**Data drawn from a collection:**
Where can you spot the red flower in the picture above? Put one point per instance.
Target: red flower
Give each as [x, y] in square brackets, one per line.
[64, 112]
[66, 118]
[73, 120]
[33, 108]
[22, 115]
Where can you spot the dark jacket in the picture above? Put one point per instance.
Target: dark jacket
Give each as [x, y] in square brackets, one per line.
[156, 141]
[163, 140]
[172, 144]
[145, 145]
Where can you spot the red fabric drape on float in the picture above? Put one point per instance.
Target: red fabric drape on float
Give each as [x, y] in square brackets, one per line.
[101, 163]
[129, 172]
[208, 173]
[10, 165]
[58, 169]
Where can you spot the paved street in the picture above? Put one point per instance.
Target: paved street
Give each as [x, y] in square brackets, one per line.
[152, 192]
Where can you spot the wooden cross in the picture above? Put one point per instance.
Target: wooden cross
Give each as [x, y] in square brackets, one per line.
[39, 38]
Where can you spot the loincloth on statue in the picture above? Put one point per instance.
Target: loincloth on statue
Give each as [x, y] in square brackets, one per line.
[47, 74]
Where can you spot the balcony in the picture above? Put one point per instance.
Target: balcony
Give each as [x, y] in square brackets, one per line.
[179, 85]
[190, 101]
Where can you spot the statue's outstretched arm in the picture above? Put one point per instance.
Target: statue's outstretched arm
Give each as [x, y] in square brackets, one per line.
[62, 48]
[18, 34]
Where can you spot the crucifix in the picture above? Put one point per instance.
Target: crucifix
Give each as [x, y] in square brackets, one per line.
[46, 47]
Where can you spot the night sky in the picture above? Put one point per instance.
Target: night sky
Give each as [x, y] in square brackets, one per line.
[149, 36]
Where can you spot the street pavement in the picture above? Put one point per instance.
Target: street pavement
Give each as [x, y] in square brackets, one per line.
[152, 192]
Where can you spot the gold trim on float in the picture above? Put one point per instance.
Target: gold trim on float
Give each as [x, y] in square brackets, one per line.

**Directions for this task:**
Lay out every line of the items above as a numbered list, leaving out any blank lines.

**Output for this exercise:**
1. Where can you spot the red flower in the picture above? Put one point per instance.
2. Target: red flower
3. Give each as [x, y] in square brackets, one per line.
4. [64, 112]
5. [66, 118]
6. [73, 120]
7. [33, 108]
8. [22, 115]
9. Where can you spot the dark jacket in the picture above? Put one point per instance.
10. Target: dark jacket
11. Give each as [x, y] in square brackets, one per line.
12. [156, 141]
13. [163, 140]
14. [172, 144]
15. [145, 145]
16. Where can you spot the red fabric drape on float in the picture above? Put one point per instance.
17. Target: red fabric drape on float
18. Give each as [x, y] in square brackets, one per line.
19. [101, 163]
20. [129, 172]
21. [208, 173]
22. [10, 165]
23. [58, 169]
24. Where can you spot the paved street in the picture above? Put one point per instance.
25. Target: paved street
26. Give each as [x, y] in square brackets, one per line.
27. [152, 192]
28. Where can you spot the wooden cross in the picture above? Put one point per instance.
29. Target: wooden cross
30. Give each as [x, y] in square brackets, one per line.
31. [39, 38]
32. Where can you spot the loincloth on statue in the picture above? Put one point per instance.
33. Target: loincloth on statue
34. Give each as [x, y] in square brackets, one per line.
35. [47, 74]
36. Where can you spot the balcony in the picture above? Put one point per instance.
37. Target: balcony
38. Give each as [x, y] in square brackets, one per line.
39. [179, 85]
40. [190, 101]
41. Where can you spot the statue's outstretched arm in the picture above? Put one point per instance.
42. Target: statue's outstretched arm
43. Give each as [x, y] in square brackets, one per line.
44. [62, 48]
45. [18, 34]
46. Where can you spot the crucifix in the picture above? Put one point per instance.
47. Target: crucifix
48. Give each as [x, y] in square brackets, one per line.
49. [46, 47]
50. Where can you spot the night sky in the picture above? Put one point per instance.
51. Target: night sky
52. Give each as [x, y] in square brackets, one per line.
53. [149, 36]
54. Where can you spot the street pavement in the picture above? Put one point per instance.
55. Target: street pavement
56. Give each as [x, y] in square brackets, one per line.
57. [152, 192]
58. Where can you spot the gold trim on float in the picture above? Put one point per instance.
59. Target: gold trim on float
60. Give each as [x, y] in square brackets, one per line.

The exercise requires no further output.